→ DESCRIPTION OF THE TASK: Could you swap "wicker" for "woven" in the listing, starting at the line that contains "this sample: (384,17)." and ending at the last line of the listing, and return only those lines with nothing else changed?

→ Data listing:
============================================================

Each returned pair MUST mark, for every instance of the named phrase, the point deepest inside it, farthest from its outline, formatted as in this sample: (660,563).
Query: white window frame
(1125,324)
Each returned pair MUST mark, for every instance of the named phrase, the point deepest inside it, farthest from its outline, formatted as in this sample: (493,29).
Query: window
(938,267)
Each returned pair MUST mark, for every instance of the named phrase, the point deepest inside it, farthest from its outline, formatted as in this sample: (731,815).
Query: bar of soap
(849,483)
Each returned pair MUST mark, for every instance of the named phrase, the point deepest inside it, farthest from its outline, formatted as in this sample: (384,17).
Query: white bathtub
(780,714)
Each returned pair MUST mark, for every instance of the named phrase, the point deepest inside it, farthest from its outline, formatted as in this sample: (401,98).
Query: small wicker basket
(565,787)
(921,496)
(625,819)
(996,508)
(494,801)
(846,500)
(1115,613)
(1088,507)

============================================================

→ OUTPUT FOR THIS TASK:
Each returned pair MUST mark, for every instance of the named phrase, the point deepest inside it, farthest from its outline, formatted as in this sample: (384,17).
Query: white bathtub
(780,714)
Each returned pair MUST mark, for every instance of the named phrase, the point deepest inside it, farthest from its outline, formatted as in this sample: (401,98).
Query: small woven basket
(565,787)
(921,496)
(625,819)
(996,508)
(494,801)
(846,500)
(1115,613)
(1088,507)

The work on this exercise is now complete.